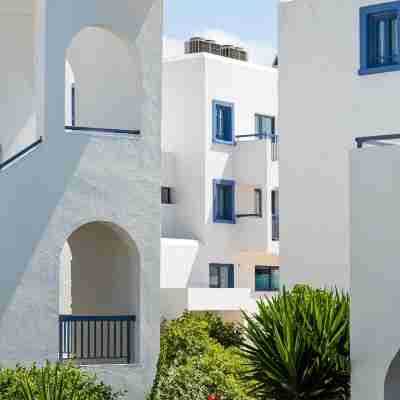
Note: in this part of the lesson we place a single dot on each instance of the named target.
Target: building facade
(339, 77)
(79, 204)
(220, 219)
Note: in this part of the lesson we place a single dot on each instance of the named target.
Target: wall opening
(104, 87)
(99, 300)
(18, 32)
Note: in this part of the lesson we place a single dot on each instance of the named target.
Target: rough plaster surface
(72, 180)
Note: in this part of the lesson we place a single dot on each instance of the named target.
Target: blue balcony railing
(97, 339)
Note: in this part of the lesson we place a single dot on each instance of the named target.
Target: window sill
(225, 221)
(226, 142)
(379, 70)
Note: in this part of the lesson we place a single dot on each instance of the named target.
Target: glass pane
(214, 276)
(262, 279)
(275, 279)
(264, 125)
(224, 276)
(381, 41)
(394, 42)
(220, 122)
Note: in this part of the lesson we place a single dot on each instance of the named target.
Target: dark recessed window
(275, 214)
(166, 195)
(379, 36)
(224, 202)
(266, 279)
(258, 202)
(265, 125)
(223, 122)
(222, 276)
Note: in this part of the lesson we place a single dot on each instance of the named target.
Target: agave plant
(49, 383)
(297, 346)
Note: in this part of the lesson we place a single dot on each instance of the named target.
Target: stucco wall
(75, 179)
(375, 252)
(17, 88)
(323, 105)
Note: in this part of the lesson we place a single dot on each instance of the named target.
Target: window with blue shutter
(224, 202)
(222, 276)
(223, 122)
(380, 38)
(266, 279)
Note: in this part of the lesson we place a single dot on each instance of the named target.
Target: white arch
(108, 79)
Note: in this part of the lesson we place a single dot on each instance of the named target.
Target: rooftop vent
(201, 45)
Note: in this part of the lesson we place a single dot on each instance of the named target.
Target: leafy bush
(198, 359)
(53, 382)
(298, 347)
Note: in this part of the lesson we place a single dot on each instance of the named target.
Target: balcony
(97, 339)
(176, 301)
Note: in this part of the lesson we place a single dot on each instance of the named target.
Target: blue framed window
(223, 122)
(224, 202)
(266, 279)
(380, 38)
(222, 276)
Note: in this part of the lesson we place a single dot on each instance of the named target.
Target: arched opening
(18, 28)
(392, 381)
(104, 88)
(99, 295)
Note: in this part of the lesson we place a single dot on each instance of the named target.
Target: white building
(79, 207)
(219, 172)
(340, 79)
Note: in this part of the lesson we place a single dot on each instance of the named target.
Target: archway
(104, 71)
(99, 295)
(392, 381)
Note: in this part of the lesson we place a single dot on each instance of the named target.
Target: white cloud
(260, 52)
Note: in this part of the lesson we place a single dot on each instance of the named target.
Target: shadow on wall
(392, 381)
(110, 94)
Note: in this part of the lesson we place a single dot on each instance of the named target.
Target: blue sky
(251, 24)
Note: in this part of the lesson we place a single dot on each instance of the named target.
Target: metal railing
(275, 228)
(21, 153)
(97, 339)
(75, 128)
(378, 140)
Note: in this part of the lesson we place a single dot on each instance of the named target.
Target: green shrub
(297, 346)
(53, 382)
(199, 358)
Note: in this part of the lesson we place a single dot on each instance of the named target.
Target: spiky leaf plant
(297, 346)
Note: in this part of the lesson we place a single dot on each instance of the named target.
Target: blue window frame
(222, 276)
(224, 202)
(266, 279)
(380, 38)
(223, 122)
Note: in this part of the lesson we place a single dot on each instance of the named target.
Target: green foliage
(53, 382)
(298, 347)
(199, 358)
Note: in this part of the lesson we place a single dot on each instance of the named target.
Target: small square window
(222, 276)
(379, 38)
(223, 122)
(265, 125)
(266, 279)
(166, 195)
(224, 201)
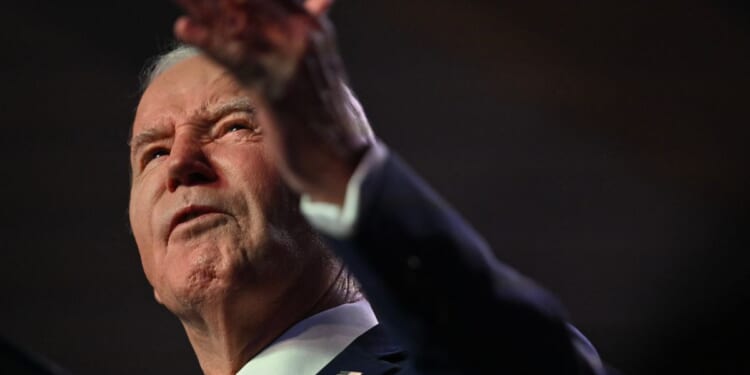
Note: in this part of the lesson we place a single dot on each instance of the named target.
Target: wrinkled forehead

WHAT YOU NEED TO DO: Nothing in the entries above should change when they are printed again, except that the pictures are dropped.

EXERCISE RESPONSE:
Note: in this part of the lesson we place a single dot on each instance of the named target.
Target: building facade
(339, 77)
(79, 204)
(220, 219)
Note: in this part of the lesson we place a single dot on each instance of the named target.
Target: wall opening
(104, 87)
(99, 300)
(18, 32)
Note: in this part of the lesson we place a single dot on each instance of the named target.
Target: rough plaster surface
(72, 180)
Note: in this part of the lesson we place a single dot on each instance of the named target.
Target: blue balcony railing
(97, 339)
Note: in this part of the lesson we place a single dot on each instance of the named target.
Target: window sill
(225, 221)
(226, 142)
(379, 70)
Note: in this part of the lesson we place a single dot on each instance of the named target.
Target: glass pane
(214, 276)
(262, 279)
(275, 279)
(264, 125)
(224, 276)
(381, 41)
(394, 42)
(220, 122)
Note: in this part of the lesson we place a single dot on each instance of the named target.
Target: dark recessed window
(275, 214)
(166, 195)
(379, 36)
(224, 202)
(266, 279)
(258, 202)
(265, 125)
(223, 122)
(222, 276)
Note: in this part of the lesson we place a single dot on each instance of the named target.
Target: agave plant
(49, 383)
(297, 346)
Note: in this part of the lesson we place a single dot on each instance of the named target.
Target: stucco wall
(75, 179)
(375, 252)
(17, 88)
(323, 105)
Note: in this part of the lesson we place a single dot on each instance of the named target.
Target: window with blue shutter
(224, 202)
(222, 276)
(223, 122)
(380, 38)
(266, 279)
Note: in this part of the lesson we place a single dot on each instance of the named target.
Target: white arch
(108, 79)
Note: in this part of the lesson we place a single dot on each instance of the named target.
Target: rooftop vent
(201, 45)
Note: in this part of the lesson we place a single dot on each instance of the named target.
Target: leafy bush
(198, 359)
(53, 382)
(298, 347)
Note: in this part of the lesson we place a single dot on each instance of the named target.
Target: balcony
(97, 339)
(176, 301)
Note: in this part of the lesson we place a single dot on each instance of the named target.
Target: blue framed window
(223, 122)
(224, 202)
(266, 279)
(380, 38)
(222, 276)
Note: in this part of the lesson we place a single dot on each instance of the named target.
Target: arched opening
(18, 28)
(392, 381)
(104, 88)
(99, 295)
Note: in this part of the lesson we place a single dot on each instance of the named target.
Target: white building
(79, 207)
(219, 172)
(340, 79)
Note: in this part of the lesson we place a single dot on each instance of the named target.
Target: archway
(104, 71)
(99, 295)
(392, 381)
Note: in this part of the lesson we place a single dot on each instance of the named target.
Target: white cloud
(260, 52)
Note: in this part of the lesson we place a single dot on each instance of the named target.
Target: shadow on wall
(392, 381)
(110, 94)
Note: in this part of the lesson we place a single dot on each instance of the named target.
Target: blue sky
(251, 24)
Note: in this part of the lesson we place a single dot on each instance of the named target.
Target: metal railing
(275, 228)
(21, 153)
(97, 339)
(75, 128)
(378, 140)
Note: in this part of the lesson we place a single dot on each instance of the named target.
Target: green shrub
(297, 346)
(53, 382)
(199, 358)
Note: in this part of the lesson we place a single dot on each instance of the named target.
Target: spiky leaf plant
(297, 346)
Note: in this part of the lesson we place a single dot on each instance of the named target.
Target: blue window frame
(222, 276)
(224, 202)
(266, 279)
(380, 38)
(223, 122)
Note: in this part of the lesson we place a single dot on each instance of the named target.
Target: green foliage
(53, 382)
(298, 347)
(199, 358)
Note: in this part of the lesson we place a single dot on each instance of the named target.
Target: small square window
(222, 276)
(379, 38)
(223, 122)
(265, 125)
(266, 279)
(166, 195)
(224, 201)
Note: in this part of the lesson we place a single dot on each instance of the named target.
Target: wrinkled forehead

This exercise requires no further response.